▶ Goal
Set down the whole listing verbatim.

(Labeled-object pointing entries)
◇ ◇ ◇ ◇ ◇

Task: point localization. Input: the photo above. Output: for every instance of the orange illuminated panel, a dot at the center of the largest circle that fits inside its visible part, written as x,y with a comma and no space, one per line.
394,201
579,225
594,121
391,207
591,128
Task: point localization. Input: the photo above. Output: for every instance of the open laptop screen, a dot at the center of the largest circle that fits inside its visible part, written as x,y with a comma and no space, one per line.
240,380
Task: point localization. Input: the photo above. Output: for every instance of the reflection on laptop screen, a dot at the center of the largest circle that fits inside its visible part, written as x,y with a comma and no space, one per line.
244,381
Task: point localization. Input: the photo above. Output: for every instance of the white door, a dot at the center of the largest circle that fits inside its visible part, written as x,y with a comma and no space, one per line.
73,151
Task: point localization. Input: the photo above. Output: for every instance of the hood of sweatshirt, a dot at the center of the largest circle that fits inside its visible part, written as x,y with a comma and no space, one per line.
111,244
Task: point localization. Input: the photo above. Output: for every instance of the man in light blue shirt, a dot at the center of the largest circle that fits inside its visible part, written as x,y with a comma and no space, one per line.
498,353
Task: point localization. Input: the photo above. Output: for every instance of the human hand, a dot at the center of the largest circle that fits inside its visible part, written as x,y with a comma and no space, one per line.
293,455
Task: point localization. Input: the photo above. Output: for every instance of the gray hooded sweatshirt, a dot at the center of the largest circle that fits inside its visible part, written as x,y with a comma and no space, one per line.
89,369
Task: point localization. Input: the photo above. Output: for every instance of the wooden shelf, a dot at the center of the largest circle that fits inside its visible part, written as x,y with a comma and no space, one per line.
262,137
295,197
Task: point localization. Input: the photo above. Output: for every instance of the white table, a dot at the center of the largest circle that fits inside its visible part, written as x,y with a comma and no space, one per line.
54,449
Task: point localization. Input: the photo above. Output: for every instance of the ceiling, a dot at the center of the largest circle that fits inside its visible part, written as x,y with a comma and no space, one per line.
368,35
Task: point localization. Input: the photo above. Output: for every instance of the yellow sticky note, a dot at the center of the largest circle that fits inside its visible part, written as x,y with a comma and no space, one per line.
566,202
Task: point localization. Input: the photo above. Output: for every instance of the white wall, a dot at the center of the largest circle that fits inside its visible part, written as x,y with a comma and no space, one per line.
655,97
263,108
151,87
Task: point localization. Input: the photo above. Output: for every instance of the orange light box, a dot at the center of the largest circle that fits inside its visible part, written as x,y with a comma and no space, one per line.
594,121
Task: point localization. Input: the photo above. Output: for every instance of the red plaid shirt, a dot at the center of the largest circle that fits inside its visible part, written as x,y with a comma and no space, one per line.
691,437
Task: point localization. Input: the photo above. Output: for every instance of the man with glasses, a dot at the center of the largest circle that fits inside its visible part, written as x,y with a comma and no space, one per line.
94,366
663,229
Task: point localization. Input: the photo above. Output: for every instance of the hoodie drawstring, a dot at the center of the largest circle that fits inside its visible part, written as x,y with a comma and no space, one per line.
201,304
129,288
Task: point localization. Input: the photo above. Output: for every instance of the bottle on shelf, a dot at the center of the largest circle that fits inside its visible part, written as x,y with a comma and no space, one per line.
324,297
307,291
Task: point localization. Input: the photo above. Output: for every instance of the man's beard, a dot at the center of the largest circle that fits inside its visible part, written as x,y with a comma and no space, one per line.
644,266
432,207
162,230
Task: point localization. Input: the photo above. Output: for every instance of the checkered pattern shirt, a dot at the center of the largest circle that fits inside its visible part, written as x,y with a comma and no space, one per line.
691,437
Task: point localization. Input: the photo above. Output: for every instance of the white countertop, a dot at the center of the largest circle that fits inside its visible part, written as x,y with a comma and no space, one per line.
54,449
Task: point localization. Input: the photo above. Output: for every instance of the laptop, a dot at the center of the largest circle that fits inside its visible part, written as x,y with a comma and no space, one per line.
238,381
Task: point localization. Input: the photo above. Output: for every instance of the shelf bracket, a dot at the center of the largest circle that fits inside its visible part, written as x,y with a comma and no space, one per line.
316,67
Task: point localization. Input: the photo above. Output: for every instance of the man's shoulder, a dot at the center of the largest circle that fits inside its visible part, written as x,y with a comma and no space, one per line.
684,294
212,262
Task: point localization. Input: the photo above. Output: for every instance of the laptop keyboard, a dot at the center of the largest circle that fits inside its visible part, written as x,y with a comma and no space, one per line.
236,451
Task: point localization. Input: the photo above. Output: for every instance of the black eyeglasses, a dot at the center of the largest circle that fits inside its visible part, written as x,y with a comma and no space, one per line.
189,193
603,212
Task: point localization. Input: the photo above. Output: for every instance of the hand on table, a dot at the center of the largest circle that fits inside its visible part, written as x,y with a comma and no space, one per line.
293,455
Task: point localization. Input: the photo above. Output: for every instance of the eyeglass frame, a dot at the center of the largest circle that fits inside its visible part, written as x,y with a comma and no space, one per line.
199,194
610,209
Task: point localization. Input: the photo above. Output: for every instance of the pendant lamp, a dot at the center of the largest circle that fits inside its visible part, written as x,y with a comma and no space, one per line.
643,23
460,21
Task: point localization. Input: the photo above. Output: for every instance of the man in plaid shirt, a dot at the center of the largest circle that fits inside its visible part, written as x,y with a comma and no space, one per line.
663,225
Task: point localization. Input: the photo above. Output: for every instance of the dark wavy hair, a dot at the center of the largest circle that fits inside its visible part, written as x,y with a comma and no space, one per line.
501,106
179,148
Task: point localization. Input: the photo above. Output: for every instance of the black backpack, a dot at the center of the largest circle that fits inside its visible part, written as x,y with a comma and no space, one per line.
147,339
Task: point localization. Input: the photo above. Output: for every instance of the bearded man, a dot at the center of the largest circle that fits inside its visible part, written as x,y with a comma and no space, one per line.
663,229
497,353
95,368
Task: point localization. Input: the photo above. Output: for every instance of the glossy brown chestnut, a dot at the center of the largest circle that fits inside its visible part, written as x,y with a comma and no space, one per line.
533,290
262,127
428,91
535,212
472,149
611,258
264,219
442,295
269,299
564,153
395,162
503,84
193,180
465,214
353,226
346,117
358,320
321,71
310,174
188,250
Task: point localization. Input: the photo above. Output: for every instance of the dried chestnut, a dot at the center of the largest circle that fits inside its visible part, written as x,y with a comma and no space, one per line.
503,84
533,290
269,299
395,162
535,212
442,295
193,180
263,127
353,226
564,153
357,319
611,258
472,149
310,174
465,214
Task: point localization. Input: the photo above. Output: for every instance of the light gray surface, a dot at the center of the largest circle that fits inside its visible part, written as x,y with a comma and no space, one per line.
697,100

◇ ◇ ◇ ◇ ◇

▶ Full solution
Task: point localization. Input: the photo above. Output: for every instance of the orange illuminated panel, a dot at the center of the largest circle that fits inside its visible part, written as x,y with a comma and no space, one per line.
394,201
579,225
594,121
391,207
591,128
Task: point localization. Input: the photo above. Output: for every instance of the open laptop screen, a dot at the center of the largest circle that fits inside its visible part, written as x,y with a comma and no space, one per line.
240,380
Task: point localization. Input: the photo above. Output: for every instance of the reflection on laptop screen, a dot at the center of the largest circle that fits inside its visible part, written as x,y with a comma and no space, one per line.
244,381
Task: point localization. Input: the photo above. Output: for every instance of the white door, a dot at the center of the largest circle that fits inside its visible part, written as x,y with a comma and no space, one per line.
73,151
Task: point localization. Input: the photo above. Output: for every instance of the hood of sweatshirt, a dot at the center of the largest circle that fits inside its visible part, written as x,y with a comma and no space, one per line.
111,244
Task: point localization. Input: the photo above. Output: for every instance of the man in light blue shirt, a dot at the center of the largest circle that fits inside its visible part, written as x,y with a comma and no space, one per line.
498,353
Task: point localization. Input: the photo above. Output: for every instance of the human hand, a dot at the center of the largest circle that fits inside its visible part, written as x,y with a comma and no space, one per line.
293,455
Task: point localization. Input: the photo above. Output: for every instance of the gray hooded sweatshirt, a dot at the center of the largest circle that fits inside its visible part, written as x,y with a comma and no space, one per line.
89,369
Task: point localization. Input: the photo above. Output: for every instance of the wooden shelf, a dot at the center of the largest circle that fits inside its visible part, written as x,y with a comma and no space, one per line.
262,137
295,197
Task: point localization. Input: the photo above. Output: for every instance of the white table, a dot at the center of the largest circle that fits inside its visible part, written as x,y with a comma and no space, one per line.
54,449
Task: point localization. Input: the photo above. Output: for every instance of the ceiling, a dot at the center of the largest circle that fits inside its visible part, written as x,y with a comma and no space, one per line.
368,35
Task: point localization. Input: the photo above. Output: for every instance of the yellow sticky note, a dot at the center of the largest circle that fits inside its visible part, written as x,y with a comma and no space, one per line.
566,202
Task: point localization. Input: the photo above. Output: for every instance of the white wall, a dot at the center of the largest circle that fits inside its visible part, written as x,y with a comma and no space, one per line.
655,97
263,108
151,87
Task: point localization. Input: the photo above. Output: for every instance of the orange light box, a dot at the center of the largest circle that fits inside its visible part, written as x,y with a comma and no space, one per line.
594,121
Task: point localization. Input: the photo above. Output: for every instance of the red plaid shirt, a dot at the center of the largest circle that fits inside its visible part, written as x,y with a comma and no space, one per line.
691,437
Task: point localization. Input: the photo above. Output: for every instance of the man with glasses, a dot at the center of the largest circle that fits inside its visible part, written as x,y with a comma and no space, one per line.
94,366
663,229
Task: point localization. Input: the photo above. Output: for every instance of the hoodie drawstring, a dot at the center of the largest circle that fits inside its visible part, written as x,y with a comma and no space, one per line.
201,304
129,288
Task: point localization. Input: the photo above. Output: for every instance of the bottle on shelf, a dot at the center of the largest circle that fits inside its visible part, written as x,y with a comma and no space, one per line.
324,297
307,291
Task: point localization. Input: the photo above. Output: for every instance of the man's beard, a dot at the center of the largest circle that fits inside its visible part, written as x,y with a comma and no space, one per line.
644,266
432,207
162,230
Task: point localization. Input: the photo above. Output: for every instance of the checkered pattern shirt, a dot at the center of the largest circle that fits inside its visible part, written as x,y with a comma and no space, one per line.
691,437
Task: point localization. Input: the photo above. Output: for every instance of the white countertop, a dot at the center of the largest circle that fits inside its visible part, written as x,y with a comma and no space, one per line.
54,449
Task: point localization. Input: the photo above. Output: for every instance of the laptop, a dot at the center of the largest circle that fits inside its visible part, written as x,y with a comma and no space, one per line.
238,381
Task: point localization. Input: the photo above. Output: for every instance of the shelf bracket, a dot at the center of the largest circle that fits inside its visible part, written as x,y with a comma and no space, one per line.
316,67
Task: point localization. Input: the photo above. Output: for every instance of the man's shoulder, a dot at the center of the largest circle that fits inside its visible part, written as x,y with a comma and no space, one per line.
684,294
212,262
Task: point localization. Input: the photo above. Output: for every instance of the laptop keyboard, a dot at the center of the largest circle that fits inside its visible part, written as x,y with a comma and no space, one per line.
236,451
Task: point localization. Input: the photo above. Output: for every instance of the black eyeglasses, a dot at the center of the largest circle that fits inside its visible part, written as x,y with a comma and no space, one per line.
189,193
603,212
Task: point localization. Input: the photo above. Output: for every instance of the hand on table, a dot at the center of the largest circle that fits inside its visible part, written as x,y with a comma and no space, one per line.
293,455
Task: point localization. Input: the photo above. Output: for every instance of the eyeglass frame, a dot at the center of the largest circle that fits inside its visible part, written as x,y with a comma and no space, one per line.
199,194
610,209
Task: point localization. Input: the photo above. Output: for every instance of the pendant lamp, a dot at the center of the largest circle that fits inside its visible part, written as x,y with a comma and no space, one per line.
643,23
460,21
Task: point localization. Input: the photo above. Output: for every instance of the man in plaid shirt, a dot at the center of the largest circle that fits inside its visible part, written as x,y with a comma and no space, one per line.
663,225
Task: point localization. Input: the photo above. Output: for every instance of the dark wavy hair, a dot at the center of the largest circle that fits inside its visible part, written as x,y with a comma and no space, one per line.
501,106
179,148
Task: point localization. Input: the photo above. Output: for every instance of the black backpack, a dot at the center of the largest circle that fits inside its visible part, written as x,y with a comma and no space, one per line.
147,339
Task: point localization. Input: the photo above. Output: for every instance of the bearded man, a dot at the center of the largest circle that fits inside its visible part, written as x,y with a comma and no space, one per line.
663,229
497,353
95,368
Task: point localization. Input: the photo above. Output: for every instance of the glossy brown chestnut, a dot at the center of the largest circle that fits inside its visible part, written as x,y with a comma and no space, one per line.
533,290
262,127
428,91
535,212
472,149
611,258
264,219
442,295
269,299
564,153
395,162
503,84
193,180
465,214
353,226
346,117
358,320
321,71
310,174
188,250
Task: point localization. Input: the photo above. Output: for every instance of the dried chestnut, a dot at the center of the largest circle that fits inside its visible part, written as x,y with a comma and no space, one per line.
503,84
533,290
269,299
395,162
535,212
442,295
193,180
263,127
353,226
564,153
357,319
611,258
472,149
310,174
465,214
Task: point localization. Input: the photo above. Output: for every instance of the light gray surface, a dot at the center of the largest circle that fits inside its visible part, written as x,y with a comma and no space, one per line.
697,100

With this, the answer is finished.